:: PASSAGE SHOWN
I want to be a compassionate mom. Autistic moms are challenged. We have to be more intentional than other moms. So I tell him we can sit on campus and watch for gay people.
He tells me people watching does not help loneliness. We make hand shadows under the moon until we are interrupted with a coaching session I forgot I scheduled, which is every session, really.
The problem with transformative coaching is no one asks for it. In fact, they specifically hate it. It makes people cry. Or hang up on me and have their boyfriend call me to get a refund. But mostly it makes people cry. I was talking to a guy recently who told me, “You just tell people the truth without thinking they might not want to know the truth. Everyone doesn’t need to know everything that is true.”
Okay, that’s probably true. What people want from coaching is an upgrade to the life they can see. But sometimes people are totally screwed. So I have to tell them. I have to say, you think you are on a path that is difficult but your path is nonexistent which is why it feels so difficult.
We cannot talk about nonreality because all the options in nonreality look really great, so then my realistic options will look terrible. In that sense, the guy was right. I’m just telling people the truth to make it easier for me. So our conversation can move on to something more interesting than fairy tales.
I always take crying as a good sign because I only cry when my own make-believe scenes dissolve right in front of me.
I have known intuitively that people who are not crying are resisting the shock of reality, but I have not had proof. I just know that I’m seeing clearly that someone is in trouble and I am telling them and they are calmly asking clarifying questions to something that is already very clear.
But recently, I got proof that crying is best. Remember Whitney, the woman who annotated my blog post to show the white privilege? I talked with her a lot. She told me I have a white savior complex. I argued with her and when I realized I was arguing I was like, Crap. I’m a Karen. So then I switched to asking for clarification in argumentative ways.
I’m only admitting this now, okay. I didn’t admit it til, like, hm. Yesterday. Yesterday my son and I went to an ice cream place for our daily foray into the world that is not our apartment.
I didn’t wear a bra, which he pointed out.
I said, “It’s misogynist to tell women what to do with their breasts.”
My son is reading Hood Feminism. He told me that people think if a Black woman doesn’t wear a bra then she’s sexually available, so it’s white privilege to not wear a bra and escape that judgment. He told me if I start talking about how women are being harmed, I need to separate Black and white women because the Black experience is so much worse.
I said fuck it and put on a bra when we got home. And I’m reading Hood Feminism.
My son wants everyone who might be reading this post and judging him for college or a music competition or God knows what else that he told me not to quote him directly here. So I am not quoting him directly. This is exactly why it doesn’t work to do live coaching calls: people are surprising and fascinating in private. It takes being a little bit crazy to want to be surprising and fascinating in public.
I want everyone to know that Whitney was right. She was telling me I have white savior complex because it’s so easy for her to see. During our last phone call, I was the person who couldn’t handle transformation. I wanted Whitney to tell me something to change that would be in the context of the life I can see now.
I did what most people do who hang up after a coaching session with me. I let the new information settle at a pace my heart and head could handle. Then I called Whitney to say thank you and tell me more. I still get impatient with people who cannot process the new information as fast as I’m dishing it out, but at least I understand what it feels like to be bowled over by the truth.
::::
- _SHORT PROBLEM A_: Sum up the post about coaching and hard truths in two sentences.
:: DATA FOR PROCESSING
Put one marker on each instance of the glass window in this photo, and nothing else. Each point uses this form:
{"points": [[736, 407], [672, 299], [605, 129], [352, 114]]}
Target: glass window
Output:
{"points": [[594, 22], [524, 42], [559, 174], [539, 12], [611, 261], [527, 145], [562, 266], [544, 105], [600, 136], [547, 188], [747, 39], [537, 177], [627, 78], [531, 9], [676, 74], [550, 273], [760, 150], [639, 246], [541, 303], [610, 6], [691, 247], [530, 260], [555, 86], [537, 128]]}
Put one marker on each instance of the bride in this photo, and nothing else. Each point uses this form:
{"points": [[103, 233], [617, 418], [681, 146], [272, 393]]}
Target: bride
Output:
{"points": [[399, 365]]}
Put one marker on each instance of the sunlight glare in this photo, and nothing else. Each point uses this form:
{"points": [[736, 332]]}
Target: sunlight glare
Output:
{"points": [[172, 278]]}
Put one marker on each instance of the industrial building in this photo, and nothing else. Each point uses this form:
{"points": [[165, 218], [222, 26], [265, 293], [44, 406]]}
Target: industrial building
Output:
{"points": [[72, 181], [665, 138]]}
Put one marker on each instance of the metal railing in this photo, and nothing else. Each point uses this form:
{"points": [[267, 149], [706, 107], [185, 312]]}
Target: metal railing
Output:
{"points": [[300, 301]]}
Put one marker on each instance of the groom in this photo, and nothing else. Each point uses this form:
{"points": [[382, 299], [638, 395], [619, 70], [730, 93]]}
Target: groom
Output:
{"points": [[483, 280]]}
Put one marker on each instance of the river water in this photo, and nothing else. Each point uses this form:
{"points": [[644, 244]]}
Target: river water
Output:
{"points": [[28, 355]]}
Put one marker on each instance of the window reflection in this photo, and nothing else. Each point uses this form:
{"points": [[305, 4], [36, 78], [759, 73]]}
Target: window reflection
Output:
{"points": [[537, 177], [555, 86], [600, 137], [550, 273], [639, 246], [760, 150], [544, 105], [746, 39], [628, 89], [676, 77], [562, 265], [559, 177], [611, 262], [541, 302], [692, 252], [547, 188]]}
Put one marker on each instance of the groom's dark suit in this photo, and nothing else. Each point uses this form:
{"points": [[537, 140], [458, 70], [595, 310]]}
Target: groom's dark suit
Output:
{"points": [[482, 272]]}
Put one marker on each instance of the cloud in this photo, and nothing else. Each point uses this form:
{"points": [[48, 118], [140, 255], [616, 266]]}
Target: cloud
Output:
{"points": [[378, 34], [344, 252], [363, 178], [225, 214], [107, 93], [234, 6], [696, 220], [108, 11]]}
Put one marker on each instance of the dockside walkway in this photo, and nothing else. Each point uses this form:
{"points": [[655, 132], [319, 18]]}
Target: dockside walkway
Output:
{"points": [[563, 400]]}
::::
- _SHORT PROBLEM B_: Starting at the line of the listing that contains "Put one marker on each instance of the cloud" and running through the end of the listing, rename "dockside walkway" to "pier walkway" and give back only those lines, with nothing else changed.

- _EXERCISE RESPONSE A_: The writer, an autistic mom who does transformative coaching, says it often makes people cry because it tells them truths they may not want to know, and takes that crying as a good sign. After arguing with Whitney, who said the writer has a white savior complex, and after a talk with the writer's son about bras and white privilege, the writer admits Whitney was right and now understands what it feels like to be bowled over by the truth.

- _EXERCISE RESPONSE B_:
Put one marker on each instance of the cloud in this photo, and nothing else. Each point uses this form:
{"points": [[48, 118], [140, 255], [616, 266]]}
Target: cloud
Output:
{"points": [[378, 34], [344, 252], [363, 178], [225, 214], [107, 93], [234, 6], [696, 220], [108, 11]]}
Put one marker on each instance of the pier walkway in this photo, and nothing else. Each point uses this form:
{"points": [[655, 132], [319, 18]]}
Target: pier walkway
Output:
{"points": [[563, 400]]}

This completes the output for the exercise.